Objective:
Transcribe the records below exactly as they appear, omitting any pictures.

◇ ◇ ◇ ◇ ◇

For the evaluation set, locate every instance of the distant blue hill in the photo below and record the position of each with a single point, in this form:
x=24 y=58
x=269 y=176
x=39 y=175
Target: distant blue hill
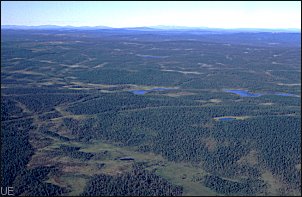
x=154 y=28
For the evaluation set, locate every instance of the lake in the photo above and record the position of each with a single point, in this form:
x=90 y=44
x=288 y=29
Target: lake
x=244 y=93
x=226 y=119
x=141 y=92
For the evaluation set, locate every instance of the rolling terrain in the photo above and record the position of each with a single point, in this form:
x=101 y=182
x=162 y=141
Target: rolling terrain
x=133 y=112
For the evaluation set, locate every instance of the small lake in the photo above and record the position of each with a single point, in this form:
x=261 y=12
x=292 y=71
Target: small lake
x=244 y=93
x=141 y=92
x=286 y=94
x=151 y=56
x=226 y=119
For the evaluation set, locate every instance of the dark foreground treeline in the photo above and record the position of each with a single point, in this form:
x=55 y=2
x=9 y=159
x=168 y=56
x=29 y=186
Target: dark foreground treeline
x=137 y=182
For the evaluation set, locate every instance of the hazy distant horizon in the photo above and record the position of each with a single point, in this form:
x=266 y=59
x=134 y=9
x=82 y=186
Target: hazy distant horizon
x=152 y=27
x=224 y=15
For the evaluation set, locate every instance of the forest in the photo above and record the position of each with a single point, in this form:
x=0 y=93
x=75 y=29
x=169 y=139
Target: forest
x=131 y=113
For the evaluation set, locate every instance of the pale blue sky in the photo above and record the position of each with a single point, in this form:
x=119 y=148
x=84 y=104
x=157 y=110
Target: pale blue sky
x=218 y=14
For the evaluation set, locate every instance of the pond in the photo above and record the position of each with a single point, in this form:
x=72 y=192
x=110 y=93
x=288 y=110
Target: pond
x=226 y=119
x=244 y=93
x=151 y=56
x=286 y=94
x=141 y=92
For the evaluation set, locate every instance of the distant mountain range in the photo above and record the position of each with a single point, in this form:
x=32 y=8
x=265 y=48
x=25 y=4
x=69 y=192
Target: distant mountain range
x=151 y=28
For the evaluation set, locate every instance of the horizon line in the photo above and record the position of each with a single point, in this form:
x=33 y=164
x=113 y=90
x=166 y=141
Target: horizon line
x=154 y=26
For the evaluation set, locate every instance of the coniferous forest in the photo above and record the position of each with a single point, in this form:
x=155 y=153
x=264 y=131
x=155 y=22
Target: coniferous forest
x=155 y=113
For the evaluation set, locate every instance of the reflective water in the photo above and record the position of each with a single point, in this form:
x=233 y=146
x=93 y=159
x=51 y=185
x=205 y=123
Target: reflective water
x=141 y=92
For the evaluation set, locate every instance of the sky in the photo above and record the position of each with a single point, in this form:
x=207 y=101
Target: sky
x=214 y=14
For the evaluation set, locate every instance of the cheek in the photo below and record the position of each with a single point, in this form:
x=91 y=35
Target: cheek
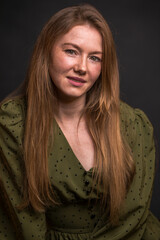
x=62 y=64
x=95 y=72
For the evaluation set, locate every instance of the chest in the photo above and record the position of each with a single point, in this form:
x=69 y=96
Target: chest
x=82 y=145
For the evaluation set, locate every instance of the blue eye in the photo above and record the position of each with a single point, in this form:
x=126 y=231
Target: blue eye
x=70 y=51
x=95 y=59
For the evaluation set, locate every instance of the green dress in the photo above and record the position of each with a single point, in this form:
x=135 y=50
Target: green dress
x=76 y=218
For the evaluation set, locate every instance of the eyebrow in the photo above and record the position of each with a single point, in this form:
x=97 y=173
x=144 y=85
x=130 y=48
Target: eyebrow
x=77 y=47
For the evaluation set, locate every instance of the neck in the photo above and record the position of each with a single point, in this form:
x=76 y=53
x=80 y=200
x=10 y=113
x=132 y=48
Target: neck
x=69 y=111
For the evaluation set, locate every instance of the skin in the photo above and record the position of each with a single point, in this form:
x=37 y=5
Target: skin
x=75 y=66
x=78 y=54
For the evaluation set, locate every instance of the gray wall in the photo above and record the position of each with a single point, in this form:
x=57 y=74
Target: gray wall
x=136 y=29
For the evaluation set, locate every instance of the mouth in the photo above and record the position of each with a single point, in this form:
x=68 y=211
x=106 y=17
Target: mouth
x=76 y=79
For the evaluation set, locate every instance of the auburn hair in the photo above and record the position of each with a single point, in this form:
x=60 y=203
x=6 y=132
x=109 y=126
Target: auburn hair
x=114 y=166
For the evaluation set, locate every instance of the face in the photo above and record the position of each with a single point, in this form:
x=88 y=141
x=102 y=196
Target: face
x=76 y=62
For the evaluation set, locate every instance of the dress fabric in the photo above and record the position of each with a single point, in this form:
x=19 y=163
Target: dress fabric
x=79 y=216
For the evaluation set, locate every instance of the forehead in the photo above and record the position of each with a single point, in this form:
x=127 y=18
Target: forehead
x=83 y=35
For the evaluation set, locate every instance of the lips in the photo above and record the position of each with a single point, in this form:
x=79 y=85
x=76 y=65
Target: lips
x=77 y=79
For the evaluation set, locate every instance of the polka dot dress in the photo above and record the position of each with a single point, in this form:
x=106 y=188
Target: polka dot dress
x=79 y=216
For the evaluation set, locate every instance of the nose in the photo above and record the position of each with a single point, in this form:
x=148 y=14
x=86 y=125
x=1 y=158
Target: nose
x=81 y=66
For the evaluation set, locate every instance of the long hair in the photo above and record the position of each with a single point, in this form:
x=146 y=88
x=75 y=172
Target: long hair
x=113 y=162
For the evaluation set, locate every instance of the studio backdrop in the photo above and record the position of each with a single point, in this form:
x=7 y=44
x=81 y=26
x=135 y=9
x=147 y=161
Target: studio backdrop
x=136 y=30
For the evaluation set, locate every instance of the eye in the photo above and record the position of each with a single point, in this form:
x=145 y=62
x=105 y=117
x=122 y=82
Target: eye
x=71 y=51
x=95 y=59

◇ ◇ ◇ ◇ ◇

The solution:
For the evaluation set, locate every instance of the distant blue hill in the photo below and record the position of each with a single point, in this form:
x=24 y=58
x=269 y=176
x=39 y=175
Target: distant blue hill
x=154 y=28
For the evaluation set, locate every instance of the lake in the photo above and record the position of each with a single point, in this form:
x=90 y=44
x=288 y=29
Target: lake
x=244 y=93
x=226 y=119
x=141 y=92
For the evaluation set, locate every instance of the rolling terrain in the photo above and record the position of each with a single point, in this form:
x=101 y=182
x=162 y=141
Target: rolling terrain
x=133 y=112
For the evaluation set, locate every instance of the small lake in the photo above and record the position of each with a single point, in this form:
x=261 y=12
x=292 y=71
Target: small lake
x=244 y=93
x=141 y=92
x=286 y=94
x=151 y=56
x=226 y=119
For the evaluation set, locate every instance of the dark foreground treeline in the photo above and record the position of each with a single point, in this form:
x=55 y=2
x=9 y=159
x=168 y=56
x=29 y=186
Target: dark foreground treeline
x=137 y=182
For the evaluation set, locate every instance of the hazy distant horizon in the photo above and record the position of each with a single point, in this form:
x=266 y=59
x=134 y=9
x=82 y=186
Target: hazy distant horizon
x=152 y=27
x=224 y=15
For the evaluation set, locate every instance of the forest in the photo above and record the position of each with a single point, in this form:
x=0 y=93
x=75 y=29
x=169 y=139
Target: forest
x=131 y=113
For the evaluation set, locate every instance of the pale blue sky in the photo above and record the position of each with a single point, in this form:
x=119 y=148
x=84 y=104
x=157 y=110
Target: pale blue sky
x=218 y=14
For the evaluation set, locate every instance of the pond in the photo above and record the position of each with a single point, in this form:
x=72 y=192
x=110 y=93
x=288 y=110
Target: pond
x=226 y=119
x=244 y=93
x=151 y=56
x=286 y=94
x=141 y=92
For the evaluation set, locate every instance of the distant mountain range in the photo above and record the position of each with a single point, in this form:
x=32 y=8
x=265 y=48
x=25 y=4
x=69 y=192
Target: distant mountain range
x=151 y=28
For the evaluation set, locate every instance of the horizon line in the photo above and record the position of each with a single point, in this form:
x=33 y=164
x=113 y=90
x=166 y=141
Target: horizon line
x=154 y=26
For the evaluation set, locate every instance of the coniferous forest in the photo above and record the position of each with a single point, in this form:
x=155 y=153
x=264 y=131
x=155 y=22
Target: coniferous forest
x=155 y=113
For the evaluation set, locate every instance of the reflective water in the photo above and record the position of each with a single point, in this form:
x=233 y=146
x=93 y=159
x=51 y=185
x=205 y=123
Target: reflective water
x=141 y=92
For the evaluation set, locate every instance of the sky in the photo above and record the position of each with a single point, in this form:
x=207 y=101
Target: sky
x=214 y=14
For the evaluation set, locate every instance of the cheek in the photo below and record the position of each with a single point, in this form:
x=91 y=35
Target: cheek
x=62 y=64
x=95 y=72
For the evaluation set, locate every instance of the chest in the photo above and record the position of each with a single point, in this form:
x=69 y=96
Target: chest
x=82 y=145
For the evaluation set, locate every instance of the blue eye in the photo above and record the position of each with a single point, in this form:
x=126 y=231
Target: blue eye
x=70 y=51
x=95 y=59
For the evaluation set, locate every instance of the green dress in the photo above and record the position of each with a single point, in this form:
x=135 y=50
Target: green dress
x=76 y=218
For the evaluation set, locate every instance of the eyebrow in the photo above and record the position of each with a single point, in this form:
x=97 y=173
x=144 y=85
x=130 y=48
Target: eyebrow
x=77 y=47
For the evaluation set, locate every instance of the neck in the photo above and record the position of each with a single point, in this form:
x=76 y=53
x=80 y=200
x=10 y=113
x=132 y=48
Target: neck
x=69 y=111
For the evaluation set, locate every instance of the skin in the photo above and record the position of each with a single point, in this form:
x=37 y=5
Target: skin
x=75 y=66
x=78 y=54
For the evaluation set, locate every instance of the gray wall in the photo above and record the position of each with a single point, in this form:
x=57 y=74
Target: gray wall
x=136 y=29
For the evaluation set, locate every instance of the mouth in the photo above and record the position of each with a single point, in this form:
x=68 y=211
x=106 y=17
Target: mouth
x=76 y=79
For the evaluation set, locate every instance of the auburn hair in the photo above and record the position of each with a single point, in this form:
x=60 y=203
x=6 y=132
x=109 y=126
Target: auburn hair
x=114 y=166
For the evaluation set, locate every instance of the face in the photo above and record the position of each with a single point, in this form:
x=88 y=141
x=102 y=196
Target: face
x=76 y=62
For the evaluation set, locate every instance of the dress fabric in the photo above and record the position of each with a single point, in this form:
x=19 y=163
Target: dress fabric
x=79 y=216
For the evaluation set, locate every instance of the forehead in the photo above and record the position of each with a single point, in this form:
x=127 y=18
Target: forehead
x=83 y=35
For the evaluation set, locate every instance of the lips in the photo above and record the position of each with a single point, in this form:
x=79 y=85
x=76 y=65
Target: lips
x=77 y=79
For the evaluation set, locate every instance of the polka dot dress in the photo above and record the position of each with a single point, in this form:
x=106 y=188
Target: polka dot dress
x=79 y=216
For the evaluation set, locate every instance of the nose in the photo above and record the position of each with a single point, in this form:
x=148 y=14
x=86 y=125
x=1 y=158
Target: nose
x=81 y=66
For the evaluation set, locate every instance of the long hair in the photo above and record the position of each with a single point, in this form:
x=146 y=88
x=75 y=172
Target: long hair
x=113 y=162
For the evaluation set, locate every instance of the studio backdrop in the photo above and record the position of each with a single point, in this form:
x=7 y=44
x=81 y=26
x=135 y=9
x=147 y=161
Target: studio backdrop
x=136 y=30
For the evaluation set, locate every instance of the eye in the photo above and record the position of each with a single point, in this form:
x=145 y=62
x=105 y=117
x=122 y=82
Target: eye
x=71 y=51
x=95 y=59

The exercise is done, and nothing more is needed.